• _WORK TO COMPLETE_
Copy out every line of the records below word for word, changing nothing.

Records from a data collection
*** Block opens ***

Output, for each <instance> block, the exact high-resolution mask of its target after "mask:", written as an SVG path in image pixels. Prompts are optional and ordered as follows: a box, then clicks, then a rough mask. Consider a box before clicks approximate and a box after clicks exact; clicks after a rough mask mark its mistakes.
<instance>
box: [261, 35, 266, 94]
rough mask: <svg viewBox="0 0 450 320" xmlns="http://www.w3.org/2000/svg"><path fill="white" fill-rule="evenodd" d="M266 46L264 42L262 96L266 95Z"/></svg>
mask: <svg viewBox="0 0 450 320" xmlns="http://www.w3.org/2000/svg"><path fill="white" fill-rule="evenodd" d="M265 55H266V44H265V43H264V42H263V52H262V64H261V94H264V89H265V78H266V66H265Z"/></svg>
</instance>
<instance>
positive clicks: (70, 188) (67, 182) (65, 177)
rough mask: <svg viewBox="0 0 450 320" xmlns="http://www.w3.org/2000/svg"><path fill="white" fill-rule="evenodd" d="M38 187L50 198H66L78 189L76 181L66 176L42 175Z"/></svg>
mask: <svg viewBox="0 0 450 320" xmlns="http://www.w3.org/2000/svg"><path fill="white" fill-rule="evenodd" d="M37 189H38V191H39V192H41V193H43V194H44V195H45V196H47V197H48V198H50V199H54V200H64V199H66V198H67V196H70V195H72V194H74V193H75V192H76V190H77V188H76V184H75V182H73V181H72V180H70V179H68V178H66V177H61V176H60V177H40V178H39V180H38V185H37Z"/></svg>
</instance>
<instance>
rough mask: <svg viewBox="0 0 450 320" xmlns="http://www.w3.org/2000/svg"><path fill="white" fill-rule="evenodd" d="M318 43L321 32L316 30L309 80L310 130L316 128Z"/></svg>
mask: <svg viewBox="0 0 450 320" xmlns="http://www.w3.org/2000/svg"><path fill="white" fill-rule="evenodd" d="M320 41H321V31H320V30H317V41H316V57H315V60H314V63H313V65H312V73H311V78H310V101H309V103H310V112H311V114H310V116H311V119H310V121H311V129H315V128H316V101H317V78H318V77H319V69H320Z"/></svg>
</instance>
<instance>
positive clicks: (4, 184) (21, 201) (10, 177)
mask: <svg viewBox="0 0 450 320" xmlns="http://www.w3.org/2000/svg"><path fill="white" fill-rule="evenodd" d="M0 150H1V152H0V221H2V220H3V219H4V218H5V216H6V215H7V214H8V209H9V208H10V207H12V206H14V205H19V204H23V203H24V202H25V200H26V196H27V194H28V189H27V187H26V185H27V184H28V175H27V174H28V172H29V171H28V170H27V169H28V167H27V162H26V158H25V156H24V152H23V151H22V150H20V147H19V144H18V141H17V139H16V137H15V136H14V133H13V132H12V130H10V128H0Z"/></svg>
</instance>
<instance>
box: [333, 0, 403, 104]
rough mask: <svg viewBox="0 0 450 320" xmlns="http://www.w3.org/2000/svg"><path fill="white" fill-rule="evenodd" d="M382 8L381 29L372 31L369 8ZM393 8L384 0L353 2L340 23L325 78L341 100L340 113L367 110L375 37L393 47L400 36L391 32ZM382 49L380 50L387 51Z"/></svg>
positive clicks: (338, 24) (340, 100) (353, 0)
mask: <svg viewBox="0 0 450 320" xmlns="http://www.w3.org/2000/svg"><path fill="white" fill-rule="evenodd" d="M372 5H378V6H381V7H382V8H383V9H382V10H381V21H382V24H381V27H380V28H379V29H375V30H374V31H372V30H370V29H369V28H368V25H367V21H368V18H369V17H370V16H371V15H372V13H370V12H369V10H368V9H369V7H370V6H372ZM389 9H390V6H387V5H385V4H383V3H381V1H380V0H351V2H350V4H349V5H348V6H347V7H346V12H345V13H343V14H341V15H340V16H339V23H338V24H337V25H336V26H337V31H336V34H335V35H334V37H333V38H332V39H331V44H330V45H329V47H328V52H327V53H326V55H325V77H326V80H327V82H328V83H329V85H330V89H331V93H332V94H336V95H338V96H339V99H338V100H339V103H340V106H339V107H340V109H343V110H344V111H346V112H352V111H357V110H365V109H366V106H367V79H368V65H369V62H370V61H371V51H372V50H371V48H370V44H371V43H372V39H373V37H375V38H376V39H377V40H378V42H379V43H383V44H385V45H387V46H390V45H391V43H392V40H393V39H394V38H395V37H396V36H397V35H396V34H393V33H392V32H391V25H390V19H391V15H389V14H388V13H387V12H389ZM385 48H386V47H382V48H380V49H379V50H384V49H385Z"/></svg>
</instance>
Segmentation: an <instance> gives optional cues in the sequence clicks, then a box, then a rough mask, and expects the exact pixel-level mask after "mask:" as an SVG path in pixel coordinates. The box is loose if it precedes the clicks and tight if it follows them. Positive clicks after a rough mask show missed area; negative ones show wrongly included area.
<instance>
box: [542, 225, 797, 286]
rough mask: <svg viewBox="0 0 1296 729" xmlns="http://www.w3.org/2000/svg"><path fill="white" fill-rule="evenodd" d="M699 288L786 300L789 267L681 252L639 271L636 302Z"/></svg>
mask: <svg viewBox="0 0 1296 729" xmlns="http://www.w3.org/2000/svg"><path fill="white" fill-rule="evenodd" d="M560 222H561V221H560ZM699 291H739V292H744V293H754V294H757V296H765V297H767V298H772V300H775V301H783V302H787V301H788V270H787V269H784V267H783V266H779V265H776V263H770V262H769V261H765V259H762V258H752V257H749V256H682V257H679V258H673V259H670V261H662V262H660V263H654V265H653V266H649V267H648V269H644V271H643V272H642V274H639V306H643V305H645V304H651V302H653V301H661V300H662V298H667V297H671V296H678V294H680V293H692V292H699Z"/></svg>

*** Block closes ***

• _RESPONSE TO THE TASK_
Output, for each <instance> block, the exact high-resolution mask of its target after "mask:", written as an SVG path in image pixels. Prompts are optional and ordered as follows: a box, then clicks, then a rough mask. Consider a box before clicks approximate and a box after clicks exact; clicks after a rough mask mark its mistakes.
<instance>
box: [261, 35, 266, 94]
rough mask: <svg viewBox="0 0 450 320" xmlns="http://www.w3.org/2000/svg"><path fill="white" fill-rule="evenodd" d="M266 46L264 42L262 96L266 95Z"/></svg>
mask: <svg viewBox="0 0 450 320" xmlns="http://www.w3.org/2000/svg"><path fill="white" fill-rule="evenodd" d="M265 55H266V44H265V43H264V42H263V52H262V64H261V94H264V89H265V78H266V66H265Z"/></svg>
</instance>
<instance>
positive clicks: (70, 188) (67, 182) (65, 177)
rough mask: <svg viewBox="0 0 450 320" xmlns="http://www.w3.org/2000/svg"><path fill="white" fill-rule="evenodd" d="M38 187L50 198H66L78 189L76 181L66 176L42 175Z"/></svg>
mask: <svg viewBox="0 0 450 320" xmlns="http://www.w3.org/2000/svg"><path fill="white" fill-rule="evenodd" d="M37 189H38V191H39V192H41V193H43V194H44V195H45V196H47V197H48V198H50V199H54V200H64V199H66V198H67V196H70V195H72V194H74V193H75V192H76V190H77V188H76V184H75V182H73V181H72V180H70V179H68V178H66V177H61V176H60V177H40V178H39V180H38V185H37Z"/></svg>
</instance>
<instance>
rough mask: <svg viewBox="0 0 450 320" xmlns="http://www.w3.org/2000/svg"><path fill="white" fill-rule="evenodd" d="M318 43L321 32L316 30L309 80L310 130L316 128Z"/></svg>
mask: <svg viewBox="0 0 450 320" xmlns="http://www.w3.org/2000/svg"><path fill="white" fill-rule="evenodd" d="M320 41H321V31H320V30H317V41H316V57H315V60H314V63H313V65H312V73H311V78H310V101H309V103H310V112H311V114H310V116H311V119H310V121H311V129H315V128H316V101H317V78H318V77H319V69H320Z"/></svg>
</instance>
<instance>
positive clicks: (4, 184) (21, 201) (10, 177)
mask: <svg viewBox="0 0 450 320" xmlns="http://www.w3.org/2000/svg"><path fill="white" fill-rule="evenodd" d="M0 150H1V152H0V221H2V220H3V219H4V218H5V216H6V215H7V214H8V209H9V208H10V207H12V206H14V205H19V204H23V203H24V202H25V200H26V196H27V194H28V189H27V187H26V185H27V184H28V175H27V174H28V172H29V171H28V170H27V169H28V167H27V162H26V158H25V156H24V152H23V151H22V150H20V147H19V144H18V141H17V139H16V137H15V136H14V133H13V132H12V130H10V128H0Z"/></svg>
</instance>
<instance>
box: [333, 0, 403, 104]
rough mask: <svg viewBox="0 0 450 320" xmlns="http://www.w3.org/2000/svg"><path fill="white" fill-rule="evenodd" d="M382 8L381 29L372 31L369 8ZM393 8L384 0L353 2L340 23L325 78L341 100L340 113L367 110L375 37L393 47L400 36L391 32ZM382 49L380 50L387 51Z"/></svg>
positive clicks: (338, 24) (340, 100) (353, 0)
mask: <svg viewBox="0 0 450 320" xmlns="http://www.w3.org/2000/svg"><path fill="white" fill-rule="evenodd" d="M372 5H378V6H381V7H382V8H383V9H382V10H381V21H382V24H381V27H380V28H379V29H375V30H374V31H372V30H370V29H369V28H368V25H367V21H368V18H369V17H370V16H371V15H372V13H370V12H369V10H368V9H369V7H370V6H372ZM389 9H390V6H387V5H385V4H383V3H381V1H380V0H351V2H350V4H349V5H348V6H347V7H346V12H345V13H343V14H341V15H340V16H339V23H338V24H337V25H336V26H337V31H336V34H335V35H334V37H333V38H332V39H331V44H330V45H329V47H328V52H327V53H326V55H325V77H326V80H327V82H328V83H329V85H330V89H331V93H332V94H336V95H338V96H339V99H338V100H339V103H340V106H339V107H340V109H343V110H344V111H346V112H352V111H357V110H365V109H366V106H367V79H368V65H369V62H370V61H371V51H372V50H371V48H370V44H371V43H372V39H373V37H375V38H376V39H377V40H378V42H379V43H383V44H385V45H387V46H390V45H391V43H392V40H393V39H394V38H395V37H396V36H397V35H396V34H393V33H392V32H391V25H390V19H391V15H389V14H388V13H387V12H389ZM385 48H386V47H382V48H380V49H379V50H384V49H385Z"/></svg>
</instance>
Segmentation: an <instance> gives optional cues in the sequence clicks, then a box, then a rough mask, and expects the exact pixel-level mask after "mask:" as an SVG path in pixel coordinates. The box is loose if it precedes the clicks and tight if it follows them. Positive clicks after a rough mask show missed area; negative ones show wrongly included area.
<instance>
box: [542, 225, 797, 286]
rough mask: <svg viewBox="0 0 1296 729" xmlns="http://www.w3.org/2000/svg"><path fill="white" fill-rule="evenodd" d="M699 288L786 300L789 267L681 252L639 271L636 302Z"/></svg>
mask: <svg viewBox="0 0 1296 729" xmlns="http://www.w3.org/2000/svg"><path fill="white" fill-rule="evenodd" d="M560 222H561V221H560ZM699 291H739V292H744V293H754V294H757V296H765V297H767V298H772V300H775V301H783V302H787V301H788V270H787V269H784V267H783V266H779V265H776V263H770V262H769V261H765V259H762V258H752V257H749V256H682V257H679V258H673V259H670V261H662V262H660V263H654V265H653V266H649V267H648V269H644V271H643V272H642V274H639V306H643V305H645V304H651V302H653V301H661V300H662V298H667V297H671V296H678V294H680V293H692V292H699Z"/></svg>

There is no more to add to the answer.